Task to complete:
Swap every "with a pin" in the records below for "with a marker". Write out all the lines again with nothing else changed.

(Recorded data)

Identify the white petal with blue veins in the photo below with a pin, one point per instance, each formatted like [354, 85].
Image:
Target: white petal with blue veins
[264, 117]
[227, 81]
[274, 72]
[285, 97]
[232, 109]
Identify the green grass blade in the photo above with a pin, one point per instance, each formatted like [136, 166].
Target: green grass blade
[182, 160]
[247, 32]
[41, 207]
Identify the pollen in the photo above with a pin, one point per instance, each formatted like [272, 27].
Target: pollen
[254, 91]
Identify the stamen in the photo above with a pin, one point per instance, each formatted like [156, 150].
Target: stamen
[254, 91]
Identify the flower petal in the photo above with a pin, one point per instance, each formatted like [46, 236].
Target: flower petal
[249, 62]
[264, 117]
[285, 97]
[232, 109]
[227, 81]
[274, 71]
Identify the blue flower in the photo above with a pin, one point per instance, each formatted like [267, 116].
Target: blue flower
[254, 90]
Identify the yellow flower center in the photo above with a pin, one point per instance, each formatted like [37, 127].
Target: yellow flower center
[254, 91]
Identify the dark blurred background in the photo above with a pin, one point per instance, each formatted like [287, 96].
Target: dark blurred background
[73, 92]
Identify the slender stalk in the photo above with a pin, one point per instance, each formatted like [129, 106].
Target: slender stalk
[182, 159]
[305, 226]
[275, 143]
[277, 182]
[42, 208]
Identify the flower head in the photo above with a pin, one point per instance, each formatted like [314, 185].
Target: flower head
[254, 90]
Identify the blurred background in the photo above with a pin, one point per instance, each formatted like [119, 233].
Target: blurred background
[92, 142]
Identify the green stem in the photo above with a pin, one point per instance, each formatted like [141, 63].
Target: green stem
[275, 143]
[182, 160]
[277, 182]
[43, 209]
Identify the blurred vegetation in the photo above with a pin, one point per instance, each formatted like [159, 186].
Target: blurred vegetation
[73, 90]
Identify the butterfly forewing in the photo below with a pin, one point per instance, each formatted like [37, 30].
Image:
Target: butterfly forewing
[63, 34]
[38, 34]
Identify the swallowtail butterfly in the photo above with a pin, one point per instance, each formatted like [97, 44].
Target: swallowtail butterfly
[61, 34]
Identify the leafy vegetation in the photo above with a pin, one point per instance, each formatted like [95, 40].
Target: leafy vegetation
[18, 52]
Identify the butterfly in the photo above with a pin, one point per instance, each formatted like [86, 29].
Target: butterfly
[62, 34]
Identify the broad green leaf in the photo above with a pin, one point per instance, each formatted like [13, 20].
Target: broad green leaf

Expected output:
Identify the white petal with blue veins in the photo below with a marker, one point per instance, each formatted like [354, 85].
Image:
Target: white petal with blue veins
[264, 117]
[227, 81]
[274, 72]
[285, 97]
[232, 109]
Identify the green grass blade in the photo above with a marker, one point per instance, each formatted like [136, 166].
Target: green grass blade
[182, 160]
[247, 32]
[41, 207]
Identify the pollen in the photo above with a marker, one point per instance, each formatted like [272, 27].
Target: pollen
[254, 91]
Identify the stamen in the photo above with a marker, one point per instance, each formatted like [156, 150].
Target: stamen
[254, 91]
Identify the flower petal in the photo above with a marker, one point per instance, each formatted like [46, 236].
Target: flower petal
[249, 62]
[264, 117]
[285, 97]
[232, 109]
[227, 81]
[274, 71]
Identify the blue flower in the photo above with a marker, one point per instance, each formatted like [267, 116].
Target: blue flower
[254, 90]
Identify the yellow flower center in the photo above with a marker, one point per instance, each formatted like [37, 127].
Target: yellow flower center
[254, 91]
Identify the dark blurred background in the photo above with a marker, one point per instance, each formatted like [287, 96].
Target: dark blurred background
[73, 92]
Identify the slender stalk in the photo above with a marker, one point per instance, each formatted like [129, 106].
Target: slender stalk
[182, 159]
[305, 226]
[275, 143]
[277, 182]
[42, 208]
Identify the flower head in the photo above with a marker, one point per instance, each formatted like [314, 185].
Target: flower head
[254, 90]
Identify the blurred background in the photo above with a marker, one point per instance, each formatted like [119, 233].
Target: blurred background
[92, 142]
Identify the green stem in the photo above with a marker, one point per instance, each formatted like [141, 63].
Target: green stem
[275, 143]
[182, 160]
[277, 182]
[43, 209]
Identify the blurred vegetation in the photo above with a marker, one point per instance, each formatted like [159, 186].
Target: blurred vegetation
[73, 90]
Identify the butterfly forewing in the photo below with a marker, one point per instance, each formatted like [37, 30].
Image:
Target: butterfly forewing
[63, 34]
[38, 34]
Identify the swallowtail butterfly in the photo above with a marker, one point per instance, each formatted like [97, 44].
Target: swallowtail butterfly
[61, 34]
Identify the leafy vegetation in the photo above with a marker, one point per instance, each formatted like [95, 40].
Target: leafy vegetation
[18, 52]
Identify the butterfly in the photo above with a marker, one point per instance, each formatted like [86, 29].
Target: butterfly
[62, 34]
Identify the broad green leaf in the photo above with a marker, one point per instance, each formatted like [13, 20].
Target: broad green leaf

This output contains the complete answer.